BEGIN Extracted material

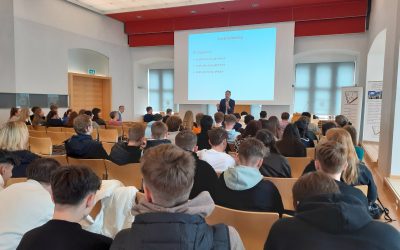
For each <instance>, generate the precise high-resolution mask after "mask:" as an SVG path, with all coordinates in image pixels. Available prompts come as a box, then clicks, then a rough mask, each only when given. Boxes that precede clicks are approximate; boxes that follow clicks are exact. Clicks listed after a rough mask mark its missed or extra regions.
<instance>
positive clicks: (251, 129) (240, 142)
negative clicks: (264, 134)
mask: <svg viewBox="0 0 400 250" xmlns="http://www.w3.org/2000/svg"><path fill="white" fill-rule="evenodd" d="M246 117H247V116H246ZM261 128H262V127H261V122H260V121H256V120H254V119H253V120H250V121H249V122H248V123H247V126H246V128H245V129H244V131H243V133H242V134H241V135H239V136H238V137H236V140H235V150H236V152H237V151H239V147H240V144H241V143H242V142H243V141H244V140H246V139H247V138H250V137H254V136H256V134H257V132H258V130H260V129H261Z"/></svg>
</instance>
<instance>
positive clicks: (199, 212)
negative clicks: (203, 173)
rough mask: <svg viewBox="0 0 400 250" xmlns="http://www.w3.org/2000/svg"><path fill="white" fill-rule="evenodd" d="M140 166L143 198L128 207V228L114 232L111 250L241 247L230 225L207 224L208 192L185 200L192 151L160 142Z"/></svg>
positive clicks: (209, 212) (211, 199) (237, 237)
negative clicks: (120, 249)
mask: <svg viewBox="0 0 400 250" xmlns="http://www.w3.org/2000/svg"><path fill="white" fill-rule="evenodd" d="M141 170H142V174H143V187H144V196H145V197H144V198H143V199H141V200H139V204H137V205H136V206H134V207H133V208H132V214H133V215H134V216H135V221H134V222H133V224H132V227H131V228H129V229H125V230H122V231H121V232H119V233H118V234H117V236H116V237H115V239H114V242H113V244H112V246H111V250H120V249H227V248H229V247H230V249H244V247H243V243H242V241H241V239H240V236H239V234H238V233H237V231H236V230H235V229H234V228H232V227H229V226H225V225H221V224H219V225H215V226H209V225H207V224H206V222H205V220H204V218H205V217H206V216H208V215H209V214H211V212H212V210H213V207H214V202H213V200H212V199H211V197H210V195H209V194H208V192H202V193H201V194H200V195H198V196H197V197H195V198H194V199H192V200H188V199H189V193H190V190H191V189H192V185H193V178H194V176H195V161H194V159H193V157H192V155H191V153H189V152H185V151H184V150H182V149H180V148H178V147H177V146H174V145H160V146H158V147H155V148H152V149H150V150H148V151H146V152H145V154H144V156H143V159H142V169H141Z"/></svg>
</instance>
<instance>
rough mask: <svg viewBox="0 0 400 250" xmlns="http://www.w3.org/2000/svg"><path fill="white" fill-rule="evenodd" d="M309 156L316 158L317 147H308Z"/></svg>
mask: <svg viewBox="0 0 400 250" xmlns="http://www.w3.org/2000/svg"><path fill="white" fill-rule="evenodd" d="M307 157H310V158H312V159H315V148H307Z"/></svg>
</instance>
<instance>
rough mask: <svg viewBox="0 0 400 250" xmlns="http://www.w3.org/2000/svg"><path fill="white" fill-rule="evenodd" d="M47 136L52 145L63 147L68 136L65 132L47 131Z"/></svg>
mask: <svg viewBox="0 0 400 250" xmlns="http://www.w3.org/2000/svg"><path fill="white" fill-rule="evenodd" d="M47 136H48V137H50V139H51V142H52V143H53V145H63V144H64V141H66V140H67V139H68V135H67V134H65V132H52V131H47Z"/></svg>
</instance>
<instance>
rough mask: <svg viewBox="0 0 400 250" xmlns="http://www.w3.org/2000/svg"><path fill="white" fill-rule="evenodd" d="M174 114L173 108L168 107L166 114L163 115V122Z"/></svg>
mask: <svg viewBox="0 0 400 250" xmlns="http://www.w3.org/2000/svg"><path fill="white" fill-rule="evenodd" d="M171 115H172V109H167V110H166V111H165V116H164V117H163V123H166V122H167V119H168V118H169V117H170V116H171Z"/></svg>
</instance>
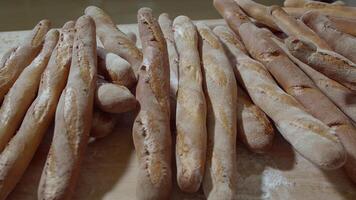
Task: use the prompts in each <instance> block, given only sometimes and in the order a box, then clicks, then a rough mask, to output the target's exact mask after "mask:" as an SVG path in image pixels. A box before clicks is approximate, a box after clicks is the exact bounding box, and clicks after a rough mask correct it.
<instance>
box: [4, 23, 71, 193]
mask: <svg viewBox="0 0 356 200" xmlns="http://www.w3.org/2000/svg"><path fill="white" fill-rule="evenodd" d="M56 32H57V31H52V30H51V31H49V32H48V34H47V36H46V40H45V44H44V49H46V48H49V46H48V42H49V41H50V42H51V43H52V44H51V46H52V45H53V44H55V42H56V41H57V37H56ZM73 35H74V22H68V23H66V24H65V25H64V26H63V28H62V31H61V35H60V40H59V42H58V44H57V46H56V47H55V49H54V51H53V53H52V56H51V58H50V60H49V63H48V66H47V68H46V69H45V71H44V72H43V75H42V79H41V84H40V86H39V92H38V95H37V98H36V99H35V100H34V101H33V103H32V105H31V106H30V108H29V109H28V111H27V113H26V115H25V117H24V120H23V122H22V124H21V127H20V128H19V130H18V131H17V133H16V135H15V136H14V137H13V138H12V139H11V141H10V143H9V144H8V145H7V146H6V148H5V149H4V151H3V152H2V154H0V180H1V184H0V199H6V197H7V196H8V194H9V193H10V192H11V191H12V190H13V189H14V187H15V185H16V184H17V183H18V182H19V180H20V179H21V177H22V175H23V174H24V172H25V170H26V169H27V167H28V165H29V164H30V161H31V160H32V158H33V156H34V154H35V152H36V150H37V148H38V146H39V144H40V143H41V141H42V138H43V136H44V134H45V133H46V131H47V129H48V127H49V126H50V124H51V122H52V120H53V117H54V113H55V110H56V106H57V102H58V99H59V96H60V94H61V92H62V90H63V88H64V86H65V84H66V81H67V76H68V71H69V61H70V53H71V49H72V43H73ZM49 37H52V38H51V39H50V40H49ZM50 48H52V47H50ZM50 48H49V49H47V51H48V52H49V53H50V52H51V50H50ZM40 54H43V51H42V52H41V53H40ZM36 59H37V58H36ZM26 70H27V68H26V69H25V70H24V71H23V73H25V72H26ZM21 78H23V75H22V74H21V75H20V77H19V80H20V79H21ZM32 78H33V76H32ZM38 82H39V80H38ZM16 84H17V83H15V85H16ZM22 102H23V101H22Z"/></svg>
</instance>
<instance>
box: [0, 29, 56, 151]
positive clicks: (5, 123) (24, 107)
mask: <svg viewBox="0 0 356 200" xmlns="http://www.w3.org/2000/svg"><path fill="white" fill-rule="evenodd" d="M57 41H58V31H56V30H53V29H52V30H50V31H49V32H48V33H47V34H46V38H45V43H44V46H43V49H42V50H41V52H40V53H39V54H38V56H37V57H36V58H35V59H34V60H33V61H32V62H31V64H30V65H29V66H27V67H26V68H25V69H24V70H23V71H22V72H21V74H20V75H19V77H18V79H17V80H16V81H15V82H14V85H13V86H12V87H11V89H10V91H9V92H8V94H7V95H6V96H5V99H4V102H3V104H2V106H1V109H0V152H1V151H2V150H3V149H4V148H5V146H6V145H7V143H8V142H9V141H10V139H11V137H12V136H13V135H14V134H15V132H16V131H17V129H18V128H19V126H20V124H21V122H22V119H23V117H24V116H25V114H26V111H27V109H28V108H29V107H30V105H31V103H32V101H33V100H34V98H35V97H36V93H37V91H38V86H39V84H40V79H41V74H42V72H43V71H44V69H45V68H46V66H47V63H48V61H49V59H50V56H51V54H52V50H53V49H54V47H55V46H56V43H57Z"/></svg>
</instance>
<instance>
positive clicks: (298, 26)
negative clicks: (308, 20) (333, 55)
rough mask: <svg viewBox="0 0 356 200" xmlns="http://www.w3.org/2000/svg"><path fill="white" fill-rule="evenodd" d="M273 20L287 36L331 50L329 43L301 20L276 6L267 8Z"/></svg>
mask: <svg viewBox="0 0 356 200" xmlns="http://www.w3.org/2000/svg"><path fill="white" fill-rule="evenodd" d="M269 9H270V12H271V15H272V16H273V20H274V22H275V23H276V24H277V26H278V27H279V28H280V29H281V30H282V31H283V32H285V33H286V34H287V35H289V36H294V37H297V38H299V39H302V40H305V41H308V42H312V43H313V44H315V45H316V46H317V47H318V48H322V49H326V50H332V49H331V48H330V46H329V44H328V43H327V42H326V41H325V40H323V39H321V38H320V37H319V35H317V34H316V33H315V32H314V31H312V30H311V29H310V28H309V27H308V26H306V25H305V24H304V23H303V22H302V21H300V20H297V19H295V18H293V17H292V16H289V15H288V14H287V13H286V12H285V11H284V10H282V9H281V8H280V7H278V6H272V7H270V8H269Z"/></svg>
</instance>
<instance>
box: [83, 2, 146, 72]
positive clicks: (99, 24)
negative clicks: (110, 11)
mask: <svg viewBox="0 0 356 200" xmlns="http://www.w3.org/2000/svg"><path fill="white" fill-rule="evenodd" d="M85 14H86V15H89V16H90V17H92V18H93V20H94V21H95V25H96V33H97V35H98V37H99V38H100V41H101V42H102V43H103V45H104V48H105V49H106V50H108V51H109V52H113V53H115V54H117V55H119V56H120V57H122V58H123V59H125V60H127V61H128V62H129V63H130V64H131V67H132V69H133V71H134V72H135V74H137V70H138V68H139V67H140V65H141V62H142V53H141V51H140V50H139V49H138V48H137V47H136V45H135V43H134V42H133V41H132V40H131V39H130V38H129V37H128V36H127V35H125V34H124V33H123V32H122V31H120V30H119V29H118V28H117V27H116V25H115V23H114V22H113V21H112V19H111V18H110V16H109V15H108V14H106V13H105V12H104V11H103V10H102V9H100V8H98V7H95V6H89V7H87V8H86V9H85Z"/></svg>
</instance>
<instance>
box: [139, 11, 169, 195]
mask: <svg viewBox="0 0 356 200" xmlns="http://www.w3.org/2000/svg"><path fill="white" fill-rule="evenodd" d="M137 21H138V29H139V33H140V39H141V42H142V49H143V56H144V58H143V62H142V66H141V67H140V70H139V80H138V84H137V87H136V98H137V100H138V102H139V103H140V111H139V113H138V115H137V117H136V119H135V121H134V125H133V129H132V132H133V140H134V145H135V149H136V155H137V158H138V161H139V166H138V168H139V169H138V181H137V187H136V196H137V199H139V200H141V199H147V200H148V199H162V200H163V199H169V198H170V195H171V190H172V171H171V155H172V149H171V145H172V144H171V143H172V141H171V140H172V139H171V132H170V106H169V63H168V54H167V47H166V42H165V39H164V37H163V33H162V31H161V29H160V27H159V25H158V22H157V20H156V19H155V18H154V17H153V16H152V10H151V9H149V8H141V9H140V10H139V11H138V14H137Z"/></svg>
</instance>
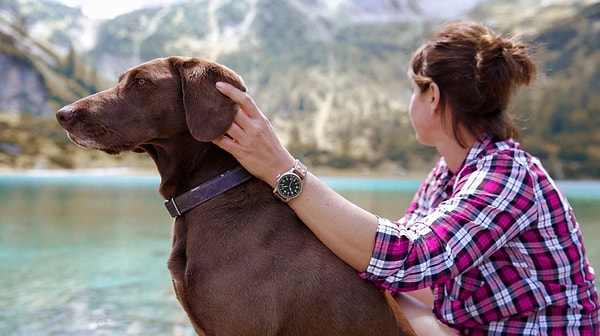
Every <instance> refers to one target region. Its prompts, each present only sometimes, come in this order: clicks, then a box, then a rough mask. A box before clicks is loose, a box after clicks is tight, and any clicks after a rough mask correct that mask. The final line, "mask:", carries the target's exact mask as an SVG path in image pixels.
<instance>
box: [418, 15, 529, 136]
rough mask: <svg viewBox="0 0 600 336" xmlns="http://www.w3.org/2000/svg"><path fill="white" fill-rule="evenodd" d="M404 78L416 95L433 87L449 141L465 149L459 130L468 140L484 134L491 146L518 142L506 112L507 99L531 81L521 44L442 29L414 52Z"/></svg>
mask: <svg viewBox="0 0 600 336" xmlns="http://www.w3.org/2000/svg"><path fill="white" fill-rule="evenodd" d="M408 75H409V77H410V78H411V79H412V80H413V81H414V82H415V84H416V85H417V86H418V87H419V88H420V90H421V92H423V91H425V90H426V89H427V88H428V87H429V85H430V84H431V83H432V82H435V83H436V84H437V85H438V87H439V88H440V103H441V106H442V118H448V117H450V118H451V123H452V129H453V135H454V138H455V139H456V140H457V141H458V143H459V144H460V145H461V146H463V147H465V144H464V141H463V139H462V138H461V136H460V132H459V126H463V127H464V128H465V129H466V131H467V132H469V133H470V134H471V135H473V136H474V137H479V135H480V133H481V132H486V133H487V134H489V135H490V136H491V137H492V139H493V140H494V141H498V140H505V139H508V138H515V139H518V138H519V130H518V128H517V126H516V125H515V123H514V121H513V120H512V119H511V117H510V116H509V115H508V113H507V111H506V110H507V108H508V104H509V102H510V99H511V98H512V94H513V93H514V92H515V91H516V90H517V89H518V88H519V87H520V86H522V85H528V84H530V83H531V82H532V81H533V79H534V77H535V75H536V66H535V63H534V62H533V60H532V59H531V57H530V55H529V50H528V47H527V45H525V44H524V43H523V42H521V41H519V40H518V39H516V38H503V37H501V36H499V35H497V34H496V33H494V32H493V31H492V30H491V29H489V28H486V27H484V26H481V25H479V24H477V23H473V22H464V21H461V22H455V23H451V24H448V25H446V26H444V27H443V28H442V30H441V31H440V32H439V33H438V34H437V35H435V36H434V37H433V38H432V39H430V40H429V41H428V42H426V43H425V44H423V45H422V46H421V47H420V48H419V49H417V51H416V52H415V54H414V56H413V58H412V61H411V65H410V67H409V70H408ZM446 104H448V106H450V108H451V109H452V111H453V113H452V115H451V116H447V115H446V113H445V109H444V107H445V106H446ZM444 125H446V123H444Z"/></svg>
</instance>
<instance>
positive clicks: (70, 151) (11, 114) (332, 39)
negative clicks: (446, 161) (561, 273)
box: [0, 0, 600, 179]
mask: <svg viewBox="0 0 600 336" xmlns="http://www.w3.org/2000/svg"><path fill="white" fill-rule="evenodd" d="M73 6H74V7H73ZM457 19H468V20H475V21H478V22H481V23H484V24H486V25H488V26H490V27H492V28H493V29H495V30H496V31H497V32H499V33H502V34H504V35H520V36H522V37H523V39H525V40H526V41H528V42H530V43H531V44H532V45H533V46H534V47H535V52H536V61H537V63H538V65H539V73H540V75H539V79H538V80H537V82H536V83H535V84H534V85H533V86H532V87H531V88H529V89H527V90H523V91H521V92H520V93H519V95H518V97H517V99H516V100H515V101H514V104H513V106H512V110H513V112H514V115H515V116H516V117H517V118H518V119H519V120H520V121H521V122H520V124H521V125H522V127H523V128H524V133H523V139H522V143H523V146H524V147H525V148H526V149H527V150H529V151H531V152H532V153H534V154H535V155H537V156H539V157H540V158H541V159H542V161H543V162H544V164H545V165H546V167H547V168H548V169H549V170H550V171H551V173H552V175H553V176H555V177H556V178H559V179H582V178H598V177H600V132H598V129H599V126H600V111H599V110H600V70H599V68H598V64H600V49H599V48H598V47H599V45H600V36H599V34H600V3H598V1H590V0H579V1H574V0H544V1H534V0H508V1H507V0H485V1H484V0H460V1H453V0H426V1H416V0H377V1H371V0H336V1H324V0H311V1H308V0H304V1H301V0H236V1H227V0H212V1H209V0H193V1H183V0H179V1H170V2H169V1H166V0H163V1H157V2H152V1H147V2H142V1H120V2H118V1H103V2H98V1H95V2H94V1H79V2H78V1H75V0H64V2H57V1H24V0H1V1H0V38H1V41H2V43H1V44H0V76H1V77H0V168H4V169H11V168H18V169H31V168H53V169H55V168H93V167H107V166H117V167H119V166H128V167H136V166H139V167H146V168H148V167H152V163H150V160H149V159H148V158H147V157H146V156H144V155H133V154H130V155H129V154H128V155H121V156H118V157H110V156H107V155H105V154H103V153H100V152H95V151H86V150H81V149H79V148H76V147H75V146H73V145H71V144H70V143H69V142H68V140H67V138H66V137H65V135H64V132H63V131H62V129H60V128H59V126H58V125H57V123H56V122H55V119H54V112H55V111H56V110H57V109H58V108H60V107H61V106H63V105H66V104H68V103H71V102H73V101H75V100H77V99H79V98H81V97H84V96H86V95H88V94H90V93H94V92H96V91H98V90H101V89H105V88H107V87H109V86H111V85H113V84H114V83H116V80H117V77H118V75H119V74H120V73H122V72H124V71H125V70H127V69H128V68H130V67H132V66H135V65H137V64H139V63H141V62H143V61H147V60H150V59H153V58H157V57H164V56H169V55H184V56H200V57H204V58H207V59H210V60H213V61H216V62H219V63H222V64H225V65H227V66H228V67H230V68H232V69H233V70H235V71H236V72H238V74H240V75H241V76H242V77H243V78H244V80H245V82H246V84H247V86H248V87H249V90H250V92H251V94H252V95H253V97H254V98H255V100H256V101H257V102H258V104H259V105H260V106H261V108H262V109H263V111H264V112H265V113H266V114H267V115H268V116H269V118H271V121H272V122H273V124H274V125H275V127H276V129H277V130H278V132H279V134H280V135H281V137H282V138H283V139H284V140H285V142H286V143H287V144H288V145H289V148H290V150H291V151H292V152H294V154H296V155H297V156H301V157H302V158H303V159H304V160H306V161H307V163H309V164H310V165H312V166H313V167H315V166H323V167H333V168H339V169H360V170H361V171H382V172H384V173H398V172H406V171H409V172H410V171H427V170H429V169H430V167H431V162H432V160H435V159H436V158H437V155H436V154H435V152H434V150H432V149H430V148H426V147H424V146H421V145H419V144H418V143H416V141H415V137H414V133H413V131H412V128H411V126H410V122H409V121H408V117H407V113H406V111H407V107H408V102H409V97H410V90H409V81H408V79H407V76H406V70H407V66H408V61H409V59H410V57H411V56H412V52H413V51H414V50H415V49H416V48H417V47H418V46H419V45H420V44H421V43H422V42H423V41H424V40H425V39H426V38H427V37H429V36H431V35H432V34H433V33H434V32H435V30H436V29H437V28H438V27H439V26H440V24H441V23H443V22H447V21H451V20H457Z"/></svg>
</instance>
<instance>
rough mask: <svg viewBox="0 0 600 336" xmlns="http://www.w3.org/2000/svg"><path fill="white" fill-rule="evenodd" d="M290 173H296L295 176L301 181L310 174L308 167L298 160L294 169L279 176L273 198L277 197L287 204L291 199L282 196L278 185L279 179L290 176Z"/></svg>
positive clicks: (276, 183)
mask: <svg viewBox="0 0 600 336" xmlns="http://www.w3.org/2000/svg"><path fill="white" fill-rule="evenodd" d="M289 173H294V174H296V175H298V177H299V178H300V180H304V178H305V177H306V174H308V168H306V165H304V164H303V163H302V162H301V161H300V160H298V159H296V161H295V162H294V167H292V168H291V169H290V170H288V171H287V172H285V173H283V174H279V175H277V182H276V183H275V189H273V196H275V198H277V199H278V200H280V201H282V202H287V201H289V200H290V199H291V198H286V197H284V196H283V195H281V194H280V193H279V190H278V188H277V184H278V183H279V178H280V177H281V176H283V175H285V174H289Z"/></svg>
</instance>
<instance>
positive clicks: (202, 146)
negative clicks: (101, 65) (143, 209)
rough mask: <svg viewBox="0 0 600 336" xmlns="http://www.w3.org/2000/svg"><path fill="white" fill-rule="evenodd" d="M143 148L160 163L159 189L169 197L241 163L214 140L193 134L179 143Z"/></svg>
mask: <svg viewBox="0 0 600 336" xmlns="http://www.w3.org/2000/svg"><path fill="white" fill-rule="evenodd" d="M143 148H144V150H145V151H146V152H147V153H148V154H150V156H151V157H152V159H153V160H154V162H155V163H156V167H157V168H158V172H159V174H160V177H161V183H160V187H159V189H158V192H159V194H160V195H161V196H162V197H163V198H165V199H169V198H171V197H174V196H177V195H179V194H181V193H183V192H185V191H187V190H189V189H191V188H192V187H195V186H197V185H199V184H201V183H203V182H205V181H207V180H209V179H210V178H212V177H214V176H217V175H219V174H221V173H223V172H225V171H227V170H229V169H232V168H234V167H236V166H239V163H238V162H237V160H235V158H234V157H233V156H231V155H230V154H229V153H227V152H225V151H224V150H222V149H221V148H219V147H217V146H216V145H214V144H213V143H204V142H199V141H197V140H195V139H193V138H186V140H184V141H178V142H177V143H173V142H164V143H154V144H152V145H147V146H144V147H143Z"/></svg>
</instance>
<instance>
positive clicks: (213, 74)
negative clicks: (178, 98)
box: [173, 58, 246, 142]
mask: <svg viewBox="0 0 600 336" xmlns="http://www.w3.org/2000/svg"><path fill="white" fill-rule="evenodd" d="M173 64H174V66H175V68H176V69H178V70H179V76H180V78H181V88H182V91H183V107H184V109H185V118H186V122H187V125H188V128H189V129H190V133H191V134H192V136H193V137H194V138H196V139H197V140H198V141H203V142H210V141H212V140H214V139H216V138H218V137H219V136H221V135H223V134H224V133H225V132H226V131H227V129H228V128H229V126H231V123H232V122H233V117H234V116H235V113H236V111H237V105H236V103H234V102H233V101H232V100H231V99H229V98H228V97H227V96H225V95H223V94H222V93H220V92H219V91H217V89H216V88H215V83H216V82H219V81H220V82H227V83H230V84H232V85H233V86H235V87H237V88H238V89H240V90H242V91H246V87H245V85H244V83H243V81H242V79H241V78H240V77H239V76H237V75H236V74H235V73H234V72H233V71H231V70H230V69H228V68H226V67H224V66H222V65H219V64H216V63H212V62H209V61H206V60H203V59H200V58H189V59H181V58H176V59H175V61H174V63H173Z"/></svg>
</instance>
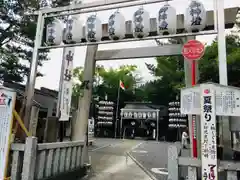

END Extracted material

Problem requirements: Copy out, word for word, the stretch from the start of the records through the line containing "positive clicks: (209, 212)", leaving out any pictures.

Result of the exercise:
For each <instance>, generate the precise high-resolution mask after "mask:" as an SVG path, with all coordinates in image pixels. Available prompts come as a box, then clicks, then a rough mask, each only when given. Boxes that precede clicks are approximate; boxes that follow clicks are exact. Clicks listed after a rough mask mark its missed or extra regions.
<instance>
positive clicks: (251, 129) (240, 142)
negative clicks: (264, 134)
mask: <svg viewBox="0 0 400 250" xmlns="http://www.w3.org/2000/svg"><path fill="white" fill-rule="evenodd" d="M246 117H247V116H246ZM261 128H262V127H261V122H260V121H256V120H254V119H253V120H250V121H249V122H248V123H247V126H246V128H245V129H244V131H243V133H242V134H241V135H239V136H238V137H236V140H235V150H236V152H237V151H239V147H240V144H241V143H242V142H243V141H244V140H246V139H247V138H250V137H254V136H256V134H257V132H258V130H260V129H261Z"/></svg>
</instance>
<instance>
positive clicks: (199, 212)
negative clicks: (203, 173)
rough mask: <svg viewBox="0 0 400 250" xmlns="http://www.w3.org/2000/svg"><path fill="white" fill-rule="evenodd" d="M140 166L143 198L128 207V228L114 232L111 250L241 247L230 225L207 224L208 192L185 200L192 151L160 142Z"/></svg>
positive clicks: (209, 212) (211, 199) (237, 237)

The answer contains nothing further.